- Written request 1
In the forum thread on usbfs, repeat the passage starting at "# Linux Emulation" and running up to and including "detect the device.".
- Written request 2
From the forum thread on usbfs, list every directory path and every web address.

- Given text
# Linux Emulation - usbfs (usbdevfs)



## CallumA (Nov 8, 2015)

Hi,
I've been playing with the Linuxulator in an attempt to be able to do FPGA programming entirely in FreeBSD. I have the Altera Quartus software (which is unfortunately only provided as a Linux binary) running fine now after much work, mainly in installing libraries manually before I realised the majority were in `pkg` packages.

Anyway, the problem comes in using the USB Blaster for actually programming the FPGA. I'd installed libusb expecting that to work but as it turns out Quartus uses usbfs instead and thus doesn't detect the device.

usbfs on more-modern Linux is found in /dev/bus/usb/ however this doesn't happen in the Linuxulator. /proc/bus/usb/ is also not included in the linprocfs.

This is documented here: https://www.kernel.org/doc/Documentation/usb/proc_usb_info.txt

How can I get this working on FreeBSD?

Many thanks


----------



## wblock@ (Nov 8, 2015)

More hardware development tools on FreeBSD is good!  Consider making a port to make upgrades and package management easier.

It would probably be best to also ask about usbfs on the freebsd-usb mailing list, or possibly on the freebsd-emulation mailing list.


----------

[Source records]
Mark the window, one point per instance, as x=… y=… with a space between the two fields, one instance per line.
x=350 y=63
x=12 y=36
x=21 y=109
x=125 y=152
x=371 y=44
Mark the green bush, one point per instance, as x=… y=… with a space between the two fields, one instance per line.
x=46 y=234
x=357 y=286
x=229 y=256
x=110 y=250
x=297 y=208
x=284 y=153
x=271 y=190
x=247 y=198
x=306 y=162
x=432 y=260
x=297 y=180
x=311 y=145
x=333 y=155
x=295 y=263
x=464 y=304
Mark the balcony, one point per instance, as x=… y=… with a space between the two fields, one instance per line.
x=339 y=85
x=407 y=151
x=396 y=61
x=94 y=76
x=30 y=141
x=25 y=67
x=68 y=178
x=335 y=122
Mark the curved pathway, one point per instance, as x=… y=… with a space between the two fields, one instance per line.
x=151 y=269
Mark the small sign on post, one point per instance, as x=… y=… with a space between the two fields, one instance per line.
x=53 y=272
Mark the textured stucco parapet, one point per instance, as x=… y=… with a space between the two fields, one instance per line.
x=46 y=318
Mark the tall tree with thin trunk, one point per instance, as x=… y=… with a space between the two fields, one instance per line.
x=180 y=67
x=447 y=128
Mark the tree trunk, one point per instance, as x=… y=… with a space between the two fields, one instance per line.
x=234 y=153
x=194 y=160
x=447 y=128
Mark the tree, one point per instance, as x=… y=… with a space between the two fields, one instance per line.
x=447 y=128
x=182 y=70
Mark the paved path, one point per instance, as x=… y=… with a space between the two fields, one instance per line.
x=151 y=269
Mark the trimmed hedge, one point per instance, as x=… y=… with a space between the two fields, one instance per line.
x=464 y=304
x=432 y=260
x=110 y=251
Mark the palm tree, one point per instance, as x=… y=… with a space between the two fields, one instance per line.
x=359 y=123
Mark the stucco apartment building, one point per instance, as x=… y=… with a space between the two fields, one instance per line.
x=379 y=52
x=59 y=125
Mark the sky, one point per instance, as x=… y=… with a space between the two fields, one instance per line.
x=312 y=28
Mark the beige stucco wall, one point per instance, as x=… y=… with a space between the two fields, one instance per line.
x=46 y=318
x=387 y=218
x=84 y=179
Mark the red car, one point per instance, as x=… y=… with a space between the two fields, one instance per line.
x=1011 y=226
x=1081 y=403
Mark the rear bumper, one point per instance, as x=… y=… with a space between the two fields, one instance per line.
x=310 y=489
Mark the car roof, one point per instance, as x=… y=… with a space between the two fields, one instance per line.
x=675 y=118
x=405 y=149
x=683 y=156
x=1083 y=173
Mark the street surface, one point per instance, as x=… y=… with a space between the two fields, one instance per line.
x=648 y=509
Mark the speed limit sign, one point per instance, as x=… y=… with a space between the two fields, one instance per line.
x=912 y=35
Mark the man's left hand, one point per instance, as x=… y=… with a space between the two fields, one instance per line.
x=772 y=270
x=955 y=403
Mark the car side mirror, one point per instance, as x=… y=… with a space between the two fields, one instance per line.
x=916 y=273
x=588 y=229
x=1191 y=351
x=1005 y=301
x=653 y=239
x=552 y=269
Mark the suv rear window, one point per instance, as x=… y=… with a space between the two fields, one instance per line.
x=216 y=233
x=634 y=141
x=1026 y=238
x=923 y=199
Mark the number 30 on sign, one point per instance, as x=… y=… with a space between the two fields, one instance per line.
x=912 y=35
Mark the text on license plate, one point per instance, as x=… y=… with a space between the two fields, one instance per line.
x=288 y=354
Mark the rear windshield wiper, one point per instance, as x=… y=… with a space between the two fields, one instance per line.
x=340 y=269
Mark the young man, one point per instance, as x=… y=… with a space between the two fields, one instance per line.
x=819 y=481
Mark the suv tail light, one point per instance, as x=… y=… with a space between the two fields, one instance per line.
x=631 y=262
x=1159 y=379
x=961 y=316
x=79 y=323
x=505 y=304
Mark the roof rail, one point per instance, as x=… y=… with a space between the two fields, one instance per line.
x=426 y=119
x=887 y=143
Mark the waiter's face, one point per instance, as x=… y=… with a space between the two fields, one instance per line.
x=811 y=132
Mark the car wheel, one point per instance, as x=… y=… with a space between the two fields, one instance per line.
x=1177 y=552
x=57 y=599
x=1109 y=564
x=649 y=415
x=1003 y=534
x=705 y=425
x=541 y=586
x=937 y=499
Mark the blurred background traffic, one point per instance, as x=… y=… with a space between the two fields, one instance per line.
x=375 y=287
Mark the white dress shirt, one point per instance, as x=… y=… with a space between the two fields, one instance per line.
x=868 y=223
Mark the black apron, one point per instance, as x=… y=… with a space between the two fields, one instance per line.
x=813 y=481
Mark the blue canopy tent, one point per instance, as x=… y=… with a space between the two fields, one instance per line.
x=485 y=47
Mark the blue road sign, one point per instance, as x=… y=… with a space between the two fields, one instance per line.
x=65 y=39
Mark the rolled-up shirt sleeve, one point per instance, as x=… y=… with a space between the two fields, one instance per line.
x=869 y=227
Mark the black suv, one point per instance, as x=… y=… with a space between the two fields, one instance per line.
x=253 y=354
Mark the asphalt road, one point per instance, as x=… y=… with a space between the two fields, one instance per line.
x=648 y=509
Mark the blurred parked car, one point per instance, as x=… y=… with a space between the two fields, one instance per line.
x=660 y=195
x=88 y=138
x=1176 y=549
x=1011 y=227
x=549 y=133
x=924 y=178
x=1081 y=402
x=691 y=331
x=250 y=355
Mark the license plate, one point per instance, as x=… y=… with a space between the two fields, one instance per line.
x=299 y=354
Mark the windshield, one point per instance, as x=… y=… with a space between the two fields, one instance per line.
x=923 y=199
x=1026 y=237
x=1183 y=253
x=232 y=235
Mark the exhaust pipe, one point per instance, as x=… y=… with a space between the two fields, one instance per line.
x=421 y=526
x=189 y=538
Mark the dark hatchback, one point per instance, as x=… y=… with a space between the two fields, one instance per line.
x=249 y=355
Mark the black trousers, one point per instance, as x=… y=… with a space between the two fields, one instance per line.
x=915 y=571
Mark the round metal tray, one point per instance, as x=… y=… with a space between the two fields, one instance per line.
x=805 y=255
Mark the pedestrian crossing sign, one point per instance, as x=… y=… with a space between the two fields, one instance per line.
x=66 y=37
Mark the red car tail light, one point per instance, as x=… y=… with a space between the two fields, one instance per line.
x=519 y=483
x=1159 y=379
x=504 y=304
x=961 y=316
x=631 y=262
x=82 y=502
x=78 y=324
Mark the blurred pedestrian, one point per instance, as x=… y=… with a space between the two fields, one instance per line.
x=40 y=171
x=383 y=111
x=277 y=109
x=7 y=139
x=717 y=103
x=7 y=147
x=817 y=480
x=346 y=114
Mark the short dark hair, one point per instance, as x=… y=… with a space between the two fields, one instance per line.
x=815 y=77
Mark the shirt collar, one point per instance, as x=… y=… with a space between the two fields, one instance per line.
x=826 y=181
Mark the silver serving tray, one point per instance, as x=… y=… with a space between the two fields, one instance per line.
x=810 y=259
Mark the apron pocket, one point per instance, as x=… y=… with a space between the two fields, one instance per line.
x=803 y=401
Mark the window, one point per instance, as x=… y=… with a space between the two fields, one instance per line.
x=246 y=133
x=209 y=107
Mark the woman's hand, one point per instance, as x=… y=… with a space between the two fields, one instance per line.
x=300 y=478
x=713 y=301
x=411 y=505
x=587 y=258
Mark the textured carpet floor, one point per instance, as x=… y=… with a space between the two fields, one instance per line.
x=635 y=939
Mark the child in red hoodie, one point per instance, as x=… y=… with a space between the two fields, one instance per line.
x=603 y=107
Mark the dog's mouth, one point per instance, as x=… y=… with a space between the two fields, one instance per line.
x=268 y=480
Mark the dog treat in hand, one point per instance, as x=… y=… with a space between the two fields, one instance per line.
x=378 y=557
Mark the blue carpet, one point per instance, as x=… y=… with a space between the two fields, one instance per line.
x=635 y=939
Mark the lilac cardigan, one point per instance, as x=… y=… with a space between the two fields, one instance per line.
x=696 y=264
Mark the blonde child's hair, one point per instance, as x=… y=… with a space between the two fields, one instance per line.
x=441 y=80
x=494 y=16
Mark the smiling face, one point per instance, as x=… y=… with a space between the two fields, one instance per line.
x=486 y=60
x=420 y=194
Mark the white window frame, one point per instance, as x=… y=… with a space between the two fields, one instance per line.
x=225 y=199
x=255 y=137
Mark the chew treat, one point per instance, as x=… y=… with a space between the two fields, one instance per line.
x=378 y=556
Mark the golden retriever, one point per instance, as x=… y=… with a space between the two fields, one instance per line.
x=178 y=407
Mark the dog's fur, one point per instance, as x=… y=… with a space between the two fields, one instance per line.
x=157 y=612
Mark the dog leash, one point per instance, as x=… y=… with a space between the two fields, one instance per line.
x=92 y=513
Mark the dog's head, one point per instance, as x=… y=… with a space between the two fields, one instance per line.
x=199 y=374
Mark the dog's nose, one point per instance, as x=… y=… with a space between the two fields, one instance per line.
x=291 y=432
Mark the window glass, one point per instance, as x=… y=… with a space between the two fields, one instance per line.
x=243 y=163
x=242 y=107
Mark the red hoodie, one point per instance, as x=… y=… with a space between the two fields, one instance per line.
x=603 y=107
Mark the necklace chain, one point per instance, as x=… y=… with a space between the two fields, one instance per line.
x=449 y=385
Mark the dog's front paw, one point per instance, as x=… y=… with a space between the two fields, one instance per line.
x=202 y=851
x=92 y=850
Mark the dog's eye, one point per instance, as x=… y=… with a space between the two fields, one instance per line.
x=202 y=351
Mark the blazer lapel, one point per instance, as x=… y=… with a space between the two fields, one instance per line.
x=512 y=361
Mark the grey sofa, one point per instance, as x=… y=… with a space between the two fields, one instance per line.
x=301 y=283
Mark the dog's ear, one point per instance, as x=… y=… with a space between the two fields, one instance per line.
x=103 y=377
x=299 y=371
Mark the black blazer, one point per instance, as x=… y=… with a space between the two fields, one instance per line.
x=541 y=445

- Correct output 1
# Linux Emulation - usbfs (usbdevfs)



## CallumA (Nov 8, 2015)

Hi,
I've been playing with the Linuxulator in an attempt to be able to do FPGA programming entirely in FreeBSD. I have the Altera Quartus software (which is unfortunately only provided as a Linux binary) running fine now after much work, mainly in installing libraries manually before I realised the majority were in `pkg` packages.

Anyway, the problem comes in using the USB Blaster for actually programming the FPGA. I'd installed libusb expecting that to work but as it turns out Quartus uses usbfs instead and thus doesn't detect the device.

- Correct output 2
/dev/bus/usb/
/proc/bus/usb/
https://www.kernel.org/doc/Documentation/usb/proc_usb_info.txt